■ To do: Repeat verbatim, and only, the lines of the data below, beginning at the line that contains "Category: black headdress" and stopping after the line that contains "grey paving stone".

+--

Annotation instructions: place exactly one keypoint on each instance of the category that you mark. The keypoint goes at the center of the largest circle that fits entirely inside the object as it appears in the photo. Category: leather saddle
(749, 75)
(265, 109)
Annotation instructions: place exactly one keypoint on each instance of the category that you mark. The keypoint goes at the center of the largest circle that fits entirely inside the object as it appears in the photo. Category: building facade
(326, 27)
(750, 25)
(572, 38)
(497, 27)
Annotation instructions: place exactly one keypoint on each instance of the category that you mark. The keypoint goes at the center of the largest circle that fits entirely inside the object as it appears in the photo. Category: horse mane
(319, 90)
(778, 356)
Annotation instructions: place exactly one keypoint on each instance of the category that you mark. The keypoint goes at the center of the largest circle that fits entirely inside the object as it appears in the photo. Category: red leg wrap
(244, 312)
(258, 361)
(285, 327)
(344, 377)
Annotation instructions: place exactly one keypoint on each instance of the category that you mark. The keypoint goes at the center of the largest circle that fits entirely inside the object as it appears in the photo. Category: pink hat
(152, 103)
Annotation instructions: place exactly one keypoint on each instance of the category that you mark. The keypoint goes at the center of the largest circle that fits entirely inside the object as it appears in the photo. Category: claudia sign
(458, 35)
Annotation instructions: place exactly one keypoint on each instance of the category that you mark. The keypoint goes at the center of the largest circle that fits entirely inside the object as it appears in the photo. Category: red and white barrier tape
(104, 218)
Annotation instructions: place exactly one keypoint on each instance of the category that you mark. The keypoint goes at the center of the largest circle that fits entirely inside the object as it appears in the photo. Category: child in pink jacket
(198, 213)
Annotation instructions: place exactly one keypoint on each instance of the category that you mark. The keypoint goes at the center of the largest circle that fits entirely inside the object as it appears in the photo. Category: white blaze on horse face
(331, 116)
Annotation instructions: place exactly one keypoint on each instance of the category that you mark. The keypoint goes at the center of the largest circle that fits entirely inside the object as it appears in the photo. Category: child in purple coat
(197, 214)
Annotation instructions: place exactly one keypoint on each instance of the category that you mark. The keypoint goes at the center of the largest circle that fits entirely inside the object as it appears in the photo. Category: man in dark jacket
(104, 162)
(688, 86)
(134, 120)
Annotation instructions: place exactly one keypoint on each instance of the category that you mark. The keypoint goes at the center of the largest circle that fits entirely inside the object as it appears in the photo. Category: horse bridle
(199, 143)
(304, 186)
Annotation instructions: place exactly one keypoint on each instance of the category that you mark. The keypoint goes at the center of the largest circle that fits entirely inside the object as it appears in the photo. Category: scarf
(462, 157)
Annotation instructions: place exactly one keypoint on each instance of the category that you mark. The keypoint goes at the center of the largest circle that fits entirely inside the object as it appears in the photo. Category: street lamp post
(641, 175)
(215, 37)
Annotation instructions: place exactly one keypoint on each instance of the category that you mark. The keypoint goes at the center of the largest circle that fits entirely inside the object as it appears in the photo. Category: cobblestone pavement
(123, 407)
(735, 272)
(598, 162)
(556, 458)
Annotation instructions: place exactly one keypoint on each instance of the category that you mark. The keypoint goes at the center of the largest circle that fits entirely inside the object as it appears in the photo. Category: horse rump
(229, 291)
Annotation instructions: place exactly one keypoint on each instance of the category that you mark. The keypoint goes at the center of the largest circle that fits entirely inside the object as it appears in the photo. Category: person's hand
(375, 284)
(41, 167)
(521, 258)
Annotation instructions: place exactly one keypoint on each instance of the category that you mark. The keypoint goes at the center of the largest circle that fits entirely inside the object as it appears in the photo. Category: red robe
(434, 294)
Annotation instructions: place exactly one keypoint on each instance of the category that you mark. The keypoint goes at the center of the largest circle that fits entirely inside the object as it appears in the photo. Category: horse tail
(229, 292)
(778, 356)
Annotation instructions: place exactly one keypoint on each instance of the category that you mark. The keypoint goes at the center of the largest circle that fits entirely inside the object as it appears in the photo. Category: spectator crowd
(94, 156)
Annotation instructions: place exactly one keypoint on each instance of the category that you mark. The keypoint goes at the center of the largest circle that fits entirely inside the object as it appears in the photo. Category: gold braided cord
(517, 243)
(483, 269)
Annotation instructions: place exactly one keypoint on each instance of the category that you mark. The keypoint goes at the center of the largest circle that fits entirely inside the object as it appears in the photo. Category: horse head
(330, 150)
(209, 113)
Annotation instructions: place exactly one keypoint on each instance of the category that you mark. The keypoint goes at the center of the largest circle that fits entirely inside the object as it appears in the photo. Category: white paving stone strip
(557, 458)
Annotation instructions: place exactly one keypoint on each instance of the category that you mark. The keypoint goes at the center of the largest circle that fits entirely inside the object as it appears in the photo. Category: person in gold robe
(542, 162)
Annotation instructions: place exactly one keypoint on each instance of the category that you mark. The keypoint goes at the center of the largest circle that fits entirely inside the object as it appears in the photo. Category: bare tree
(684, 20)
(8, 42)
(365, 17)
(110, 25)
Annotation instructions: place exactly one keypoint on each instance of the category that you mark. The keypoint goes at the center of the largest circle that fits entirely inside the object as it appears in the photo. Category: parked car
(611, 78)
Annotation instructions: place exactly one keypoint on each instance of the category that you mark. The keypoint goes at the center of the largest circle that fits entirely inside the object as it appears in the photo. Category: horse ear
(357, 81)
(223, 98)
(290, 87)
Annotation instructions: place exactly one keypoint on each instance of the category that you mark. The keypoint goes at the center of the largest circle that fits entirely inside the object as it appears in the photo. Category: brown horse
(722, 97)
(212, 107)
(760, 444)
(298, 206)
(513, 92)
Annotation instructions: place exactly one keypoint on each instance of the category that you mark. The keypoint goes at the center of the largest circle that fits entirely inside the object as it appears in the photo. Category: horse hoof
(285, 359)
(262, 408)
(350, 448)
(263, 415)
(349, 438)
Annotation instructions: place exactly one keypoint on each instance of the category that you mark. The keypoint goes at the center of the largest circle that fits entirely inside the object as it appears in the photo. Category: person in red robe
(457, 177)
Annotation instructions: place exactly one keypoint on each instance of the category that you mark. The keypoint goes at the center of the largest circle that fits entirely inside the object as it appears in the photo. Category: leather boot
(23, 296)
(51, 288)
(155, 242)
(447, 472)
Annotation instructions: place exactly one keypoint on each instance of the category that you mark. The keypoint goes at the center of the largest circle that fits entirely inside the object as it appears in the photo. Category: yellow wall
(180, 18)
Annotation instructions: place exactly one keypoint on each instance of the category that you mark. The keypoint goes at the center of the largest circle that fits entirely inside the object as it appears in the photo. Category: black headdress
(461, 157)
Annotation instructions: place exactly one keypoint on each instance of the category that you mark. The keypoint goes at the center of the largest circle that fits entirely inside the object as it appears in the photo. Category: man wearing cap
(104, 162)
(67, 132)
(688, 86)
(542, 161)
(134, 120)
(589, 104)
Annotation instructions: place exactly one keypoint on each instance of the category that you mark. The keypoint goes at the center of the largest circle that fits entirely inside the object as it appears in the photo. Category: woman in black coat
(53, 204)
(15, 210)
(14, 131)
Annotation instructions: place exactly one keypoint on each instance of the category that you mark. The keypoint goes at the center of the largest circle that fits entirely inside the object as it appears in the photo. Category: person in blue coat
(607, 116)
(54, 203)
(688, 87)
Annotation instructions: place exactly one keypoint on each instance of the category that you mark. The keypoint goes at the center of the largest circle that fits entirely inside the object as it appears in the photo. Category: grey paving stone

+--

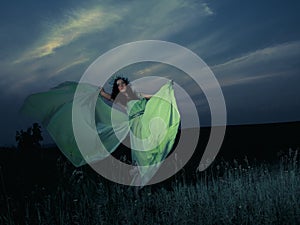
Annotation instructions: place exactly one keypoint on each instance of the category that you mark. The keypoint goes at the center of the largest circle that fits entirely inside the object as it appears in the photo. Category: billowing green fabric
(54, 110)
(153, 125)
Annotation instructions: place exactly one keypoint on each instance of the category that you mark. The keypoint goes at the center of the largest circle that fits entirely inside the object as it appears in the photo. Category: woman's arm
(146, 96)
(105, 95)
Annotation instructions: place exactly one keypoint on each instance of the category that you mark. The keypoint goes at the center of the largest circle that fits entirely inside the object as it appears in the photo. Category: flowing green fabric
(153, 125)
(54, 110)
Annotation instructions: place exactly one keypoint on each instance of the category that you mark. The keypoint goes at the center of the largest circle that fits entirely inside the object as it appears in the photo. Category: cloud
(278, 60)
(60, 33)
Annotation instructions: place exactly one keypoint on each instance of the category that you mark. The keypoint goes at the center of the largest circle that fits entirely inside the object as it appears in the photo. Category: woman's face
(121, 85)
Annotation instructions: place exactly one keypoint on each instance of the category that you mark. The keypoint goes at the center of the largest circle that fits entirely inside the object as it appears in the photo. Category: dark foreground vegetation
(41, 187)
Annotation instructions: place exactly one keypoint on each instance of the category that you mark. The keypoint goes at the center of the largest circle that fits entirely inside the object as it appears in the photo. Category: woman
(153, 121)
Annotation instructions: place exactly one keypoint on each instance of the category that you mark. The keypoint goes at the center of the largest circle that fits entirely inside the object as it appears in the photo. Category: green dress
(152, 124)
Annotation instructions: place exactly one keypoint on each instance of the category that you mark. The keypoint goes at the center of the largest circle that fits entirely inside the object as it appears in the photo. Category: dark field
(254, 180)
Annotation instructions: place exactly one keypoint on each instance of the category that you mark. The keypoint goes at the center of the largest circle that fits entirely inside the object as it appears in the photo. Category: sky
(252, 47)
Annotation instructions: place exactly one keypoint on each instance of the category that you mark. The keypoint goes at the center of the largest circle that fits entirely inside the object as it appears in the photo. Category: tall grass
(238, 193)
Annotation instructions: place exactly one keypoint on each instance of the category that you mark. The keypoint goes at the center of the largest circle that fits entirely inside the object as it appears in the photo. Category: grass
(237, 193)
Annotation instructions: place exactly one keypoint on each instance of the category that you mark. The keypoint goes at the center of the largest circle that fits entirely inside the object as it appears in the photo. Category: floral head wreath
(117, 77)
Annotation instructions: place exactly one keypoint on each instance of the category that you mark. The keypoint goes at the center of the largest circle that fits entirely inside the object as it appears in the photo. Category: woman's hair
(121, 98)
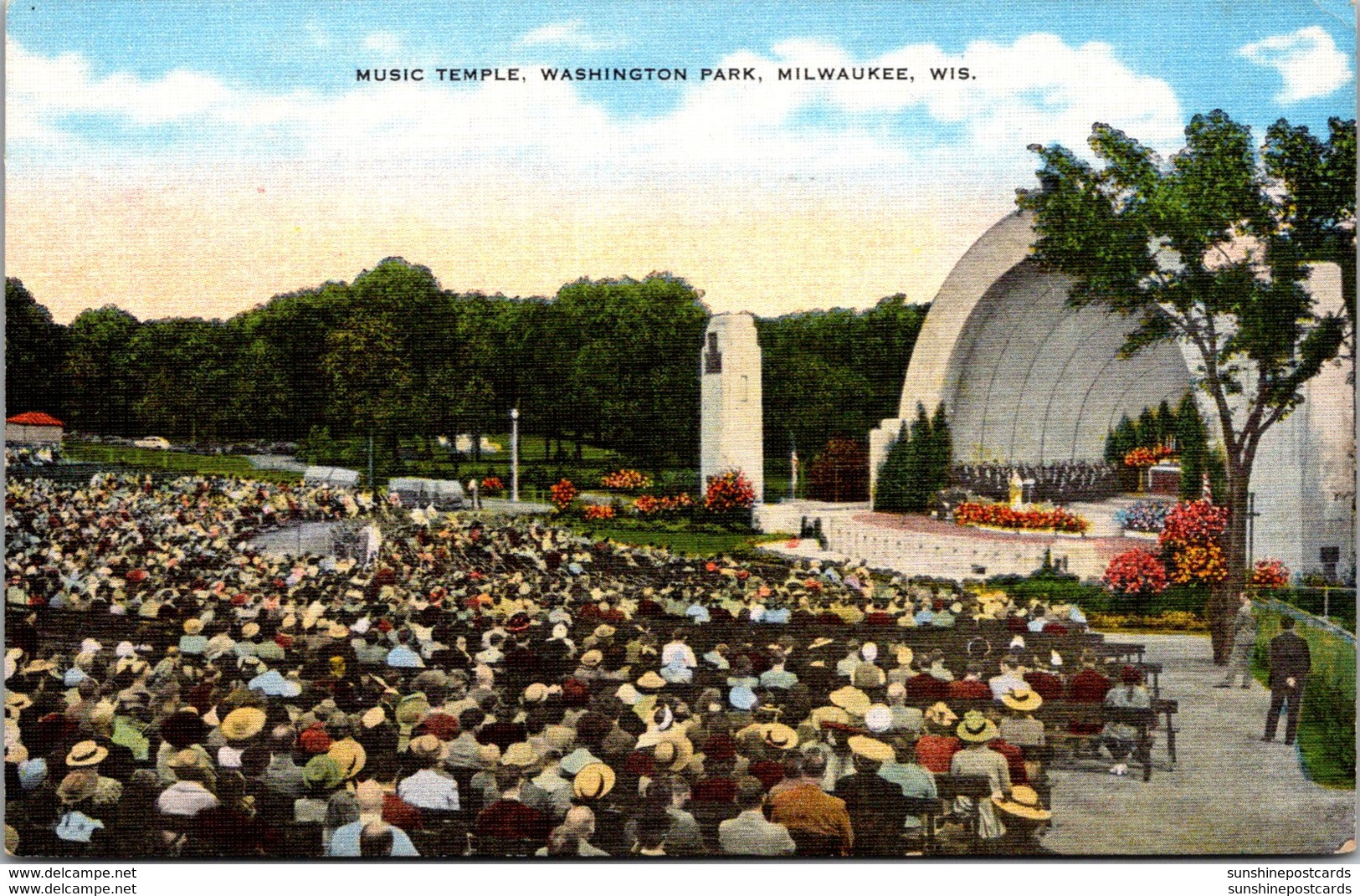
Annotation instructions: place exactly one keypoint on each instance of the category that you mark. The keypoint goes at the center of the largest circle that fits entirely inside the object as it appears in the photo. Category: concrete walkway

+--

■ Response area:
Annotation instructions: place exactly one keypoint on each instance of the category that you mark. The keypoint goes at the center of the largest circle that fits entirely inside the object as it appears in the photo. Category: black headdress
(461, 157)
Annotation instructions: place exactly one keypoint on each instance of the category that you mark. The keypoint goes at the center of the largest circle that fits entirely inside the object as it appears in the photo. Category: man wearing cap
(104, 162)
(67, 132)
(688, 86)
(542, 161)
(134, 120)
(589, 104)
Annotation instructions: place exactly one keypoint on each instance of the category that you mark. The keypoint goes at the center of the largest circle that fits entirely inside the object as it appears in the photo. Category: woman in black coat
(53, 204)
(15, 210)
(14, 131)
Annotation instructions: place exactly one keypoint on each instance of the category that you mark. The keypoint goes at the center of the largest circle that fits entirely inside the object as it appears in the photo. Category: person in blue coat
(607, 116)
(54, 203)
(688, 87)
Annotation instructions: place exactly one keypoint on each instance of the category that you mark. The keypoint goes at the center of the largest circle that fits entirely inside the object as it appears in the photo. Category: grey paving stone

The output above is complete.